(Beginning of PAGE EXCERPT)

Veridium’s Distributed Data Model Preserves the Privacy of Biometric Data
Our distributed model relies on decomposing biometric data into two files such that the original data can only be revealed when the two constituent files are simultaneously available. These two constituent files are hereafter referred to as “sheets.”
During the enrollment process, the private biometric data (the secret that has to be protected and de-identified) is acquired by a trusted entity. In this case, the user’s smartphone. Next, the biometric data is decomposed into two sheets and the original data discarded. One of these sheets is then transmitted and stored on the trusted server, while the other is stored in the smartphone’s secure storage space. During the authentication process, the trusted entity (in this case the server) sends a request, and the corresponding sheets are transmitted to it. Then the sheets are overlaid (superimposed) to reveal the private data and sent to the matching module. Once the matching score is computed, the revealed private data is discarded, and only a historic record of the authentication is retained, and the identity of the user is never revealed to either system.
One important piece is that the user maintains ownership of one of the sheets (a part of the secret). This minimizes information leakage and improves privacy since the user controls the collection, storage, and usage of the biometric information. Moreover, the biometric image can be reconstructed with a simple binary operation. Therefore, the model avoids the design of complicated decryption and decoding routines, unlike classical watermarking, steganography, or cryptosystem approaches. This makes our approach an appropriate de-identifying method for mobile devices, thanks to the simplicity of the decryption process.
Simplified Security with Visual Cryptography
In order to accomplish this, we utilized Visual Cryptography. This novel approach eliminates some of the riskier elements of traditional cryptographic methods, such as the creation of private and public keys and the communication of certificates. It also provides the following merits: a) It’s more universal if compared by cryptosystems or other de-identifying techniques because it can be used to de-identify any form of data from different biometric traits system without the need to be customized, b) this protection of biometric data comes without any influence to the overall performance, and c) this approach ensures that the biometric data is protected from data breaches, providing peace of mind for the end user that their biometric cannot be easily compromised, and enhancing the storage architecture to eliminate misuse of the data. The hypothesis that the biometric data cannot be revealed from either of the sheets has been proven both theoretically and experimentally.

(End of PAGE EXCERPT)
(Beginning of RECORD SET)

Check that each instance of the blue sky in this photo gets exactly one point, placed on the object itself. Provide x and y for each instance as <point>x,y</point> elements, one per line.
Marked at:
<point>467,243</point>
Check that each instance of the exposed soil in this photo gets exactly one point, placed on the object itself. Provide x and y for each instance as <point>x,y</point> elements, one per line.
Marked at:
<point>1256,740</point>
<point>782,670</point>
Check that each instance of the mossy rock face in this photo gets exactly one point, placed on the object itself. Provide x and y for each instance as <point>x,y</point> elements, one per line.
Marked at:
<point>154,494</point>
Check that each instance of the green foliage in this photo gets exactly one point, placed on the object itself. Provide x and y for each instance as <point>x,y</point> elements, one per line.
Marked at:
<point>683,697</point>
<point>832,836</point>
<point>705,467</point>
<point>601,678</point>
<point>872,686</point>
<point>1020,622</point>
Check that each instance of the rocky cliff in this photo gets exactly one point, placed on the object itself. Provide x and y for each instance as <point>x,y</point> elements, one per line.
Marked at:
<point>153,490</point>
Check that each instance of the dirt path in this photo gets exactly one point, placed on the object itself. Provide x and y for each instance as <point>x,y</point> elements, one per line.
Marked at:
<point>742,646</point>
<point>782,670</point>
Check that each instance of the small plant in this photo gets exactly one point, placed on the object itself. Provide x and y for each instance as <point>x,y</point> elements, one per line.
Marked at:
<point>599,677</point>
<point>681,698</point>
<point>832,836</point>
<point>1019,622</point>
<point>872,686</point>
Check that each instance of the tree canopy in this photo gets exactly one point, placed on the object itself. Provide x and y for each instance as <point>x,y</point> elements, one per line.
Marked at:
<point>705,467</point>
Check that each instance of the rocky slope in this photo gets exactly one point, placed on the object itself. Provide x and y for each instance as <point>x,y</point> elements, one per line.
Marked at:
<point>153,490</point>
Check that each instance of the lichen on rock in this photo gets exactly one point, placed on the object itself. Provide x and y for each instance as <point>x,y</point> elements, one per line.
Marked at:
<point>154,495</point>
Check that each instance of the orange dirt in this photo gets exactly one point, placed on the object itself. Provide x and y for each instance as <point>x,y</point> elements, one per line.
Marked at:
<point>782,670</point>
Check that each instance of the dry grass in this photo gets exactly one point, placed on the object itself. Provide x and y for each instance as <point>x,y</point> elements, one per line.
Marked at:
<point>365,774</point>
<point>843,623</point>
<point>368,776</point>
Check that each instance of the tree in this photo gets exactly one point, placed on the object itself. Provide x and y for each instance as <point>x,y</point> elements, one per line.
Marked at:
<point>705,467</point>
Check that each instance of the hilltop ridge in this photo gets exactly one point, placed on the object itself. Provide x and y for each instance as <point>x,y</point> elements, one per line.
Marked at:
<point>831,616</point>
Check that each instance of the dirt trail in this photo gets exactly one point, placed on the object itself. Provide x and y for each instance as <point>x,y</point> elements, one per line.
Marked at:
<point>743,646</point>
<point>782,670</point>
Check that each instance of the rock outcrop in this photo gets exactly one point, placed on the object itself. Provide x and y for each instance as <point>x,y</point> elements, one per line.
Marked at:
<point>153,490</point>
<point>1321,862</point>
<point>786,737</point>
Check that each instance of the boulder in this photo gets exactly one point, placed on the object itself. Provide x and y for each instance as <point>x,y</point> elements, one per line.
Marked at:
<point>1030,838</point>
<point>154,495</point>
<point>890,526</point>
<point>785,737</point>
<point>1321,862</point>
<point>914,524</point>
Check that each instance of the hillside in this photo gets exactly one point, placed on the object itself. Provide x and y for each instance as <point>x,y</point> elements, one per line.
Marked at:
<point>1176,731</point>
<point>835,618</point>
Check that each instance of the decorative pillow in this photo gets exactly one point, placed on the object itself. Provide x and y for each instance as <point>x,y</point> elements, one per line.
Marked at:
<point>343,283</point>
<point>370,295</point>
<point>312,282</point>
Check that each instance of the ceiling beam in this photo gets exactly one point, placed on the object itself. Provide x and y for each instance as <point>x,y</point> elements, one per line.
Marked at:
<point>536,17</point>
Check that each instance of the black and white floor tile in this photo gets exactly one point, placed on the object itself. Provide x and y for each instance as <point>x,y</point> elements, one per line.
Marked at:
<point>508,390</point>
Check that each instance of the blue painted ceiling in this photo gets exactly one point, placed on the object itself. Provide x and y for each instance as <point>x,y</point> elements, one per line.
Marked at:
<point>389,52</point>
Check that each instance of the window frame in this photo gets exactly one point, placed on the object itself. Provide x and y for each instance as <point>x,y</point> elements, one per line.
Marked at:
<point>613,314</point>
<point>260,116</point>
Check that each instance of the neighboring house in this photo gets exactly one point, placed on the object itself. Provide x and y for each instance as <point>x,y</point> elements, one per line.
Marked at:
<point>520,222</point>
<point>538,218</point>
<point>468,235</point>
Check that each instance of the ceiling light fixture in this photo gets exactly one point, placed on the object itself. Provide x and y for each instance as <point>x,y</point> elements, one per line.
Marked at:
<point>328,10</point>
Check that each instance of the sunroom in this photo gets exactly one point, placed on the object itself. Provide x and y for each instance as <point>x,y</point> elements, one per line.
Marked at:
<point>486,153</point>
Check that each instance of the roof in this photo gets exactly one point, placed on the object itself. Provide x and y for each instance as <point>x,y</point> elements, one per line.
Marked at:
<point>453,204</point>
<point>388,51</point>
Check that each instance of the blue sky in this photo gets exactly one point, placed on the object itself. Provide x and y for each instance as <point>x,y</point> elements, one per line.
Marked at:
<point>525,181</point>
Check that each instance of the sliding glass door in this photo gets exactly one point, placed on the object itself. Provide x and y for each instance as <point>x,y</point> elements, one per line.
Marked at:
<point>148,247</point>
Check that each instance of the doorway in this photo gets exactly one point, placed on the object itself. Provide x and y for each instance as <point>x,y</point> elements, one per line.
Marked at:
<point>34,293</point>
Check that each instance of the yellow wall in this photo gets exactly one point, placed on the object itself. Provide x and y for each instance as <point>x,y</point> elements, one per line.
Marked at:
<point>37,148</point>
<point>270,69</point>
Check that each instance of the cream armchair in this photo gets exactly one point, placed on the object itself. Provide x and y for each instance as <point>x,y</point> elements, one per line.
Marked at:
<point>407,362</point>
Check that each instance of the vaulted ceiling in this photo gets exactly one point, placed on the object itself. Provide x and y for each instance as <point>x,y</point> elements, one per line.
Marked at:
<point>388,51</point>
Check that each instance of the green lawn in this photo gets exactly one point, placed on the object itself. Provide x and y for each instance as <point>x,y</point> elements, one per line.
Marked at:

(End of RECORD SET)

▶ _EXERCISES_
1) In the page excerpt on biometric privacy, where is the sheet that is not sent to the server stored?
2) Translate this sentence from the page excerpt on biometric privacy into Spanish: "Moreover, the biometric image can be reconstructed with a simple binary operation."

▶ _ANSWERS FOR THIS EXERCISE_
1) In the smartphone's secure storage space.

2) Además, la imagen biométrica puede reconstruirse con una simple operación binaria.